# [Reading passage]
Jump ahead to near the end of his first full season as Falcons’ starting QB, he still hasn’t.
The Falcons set out earlier this season to do better than the previous year. Or as owner Arthur Blank said in a recent interview, a “more competitive team this year, a winning team this year.” This season, in mostly everyone’s judgment, including Blank’s, has not met those expectations.
The offseason helped raise those expectations in the first place. The Falcons had the eight-round NFL draft pick, and instead of drafting a quarterback, which many hoped they would get, they instead selected a running back, Bijan Robinson. The Texas Longhorn brought “size, elusiveness, power and vision” to the Falcons lineup. His numbers at Texas and seeing him perform in practice made a lot of local observers believe the Falcons got the right man although he wasn’t a passer. With an impressive addition like Robinson, an improved defensive line, and Ridder as QB, Flowery Branch figured they had a chance for a winning record if not a playoff berth in 2023.

# [Data shown]
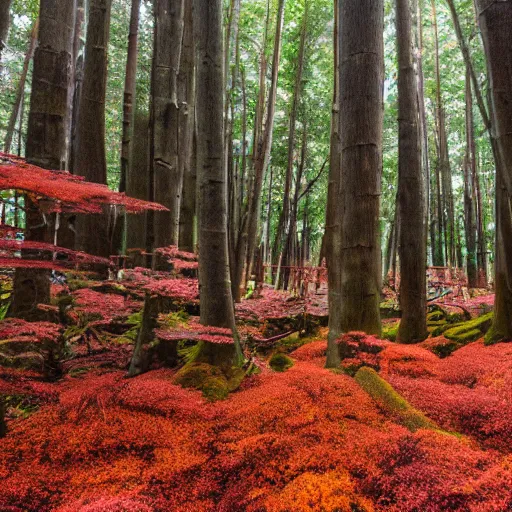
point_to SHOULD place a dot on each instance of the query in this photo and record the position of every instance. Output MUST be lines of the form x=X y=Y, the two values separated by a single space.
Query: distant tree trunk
x=5 y=20
x=217 y=307
x=284 y=218
x=46 y=139
x=168 y=182
x=469 y=193
x=186 y=161
x=129 y=93
x=263 y=146
x=443 y=165
x=20 y=90
x=137 y=180
x=361 y=125
x=332 y=250
x=76 y=84
x=91 y=161
x=495 y=19
x=411 y=199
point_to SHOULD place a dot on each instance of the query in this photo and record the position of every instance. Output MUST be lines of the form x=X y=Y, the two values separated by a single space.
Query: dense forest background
x=314 y=105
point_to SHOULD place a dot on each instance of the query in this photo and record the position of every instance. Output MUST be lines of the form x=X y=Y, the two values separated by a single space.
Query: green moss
x=471 y=330
x=435 y=316
x=390 y=331
x=387 y=398
x=204 y=377
x=280 y=362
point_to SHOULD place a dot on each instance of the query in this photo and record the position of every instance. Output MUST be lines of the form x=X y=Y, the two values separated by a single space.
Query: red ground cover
x=306 y=439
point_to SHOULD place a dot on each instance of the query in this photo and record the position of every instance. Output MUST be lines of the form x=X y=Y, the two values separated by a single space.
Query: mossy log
x=391 y=401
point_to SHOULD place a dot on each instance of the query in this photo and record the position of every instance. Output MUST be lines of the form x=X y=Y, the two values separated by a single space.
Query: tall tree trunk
x=187 y=165
x=263 y=146
x=129 y=93
x=495 y=19
x=217 y=307
x=469 y=193
x=411 y=199
x=137 y=180
x=46 y=139
x=284 y=218
x=168 y=182
x=332 y=250
x=361 y=126
x=20 y=90
x=92 y=230
x=5 y=21
x=444 y=169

# [What this exercise asks]
[1] Copy the Falcons passage word for word, between "Jump ahead to" and "met those expectations.", inclusive.
[2] Resume the article on the Falcons' season, starting after its last sentence.

# [Task responses]
[1]
Jump ahead to near the end of his first full season as Falcons’ starting QB, he still hasn’t.
The Falcons set out earlier this season to do better than the previous year. Or as owner Arthur Blank said in a recent interview, a “more competitive team this year, a winning team this year.” This season, in mostly everyone’s judgment, including Blank’s, has not met those expectations.

[2]
That notion was a harder sell to national commentators who thought the absence of a franchise quarterback on the Falcons’ roster meant they would be locked out of playoff contention. It didn’t matter that the Falcons spent most of their free’d up cap space money to fortify its leaky defensive line. Nor did it occur to them that having multitalented stars like Robinson, Calais Campbell, Drake London or Jessie Bates III would make the Dirty Birds faster and more physical. ‘No quarterback = no playoffs’ was the national sports media’s thinking.
So it fell on the Falcons to sell their starting quarterback, Ridder, to a skeptical audience.
Falcons General Manager Terry Fontenot told the press in August that he and Head Coach Arthur Smith evaluated Ridder’s performance by watching films of him in action, plus watching him during his four games last season.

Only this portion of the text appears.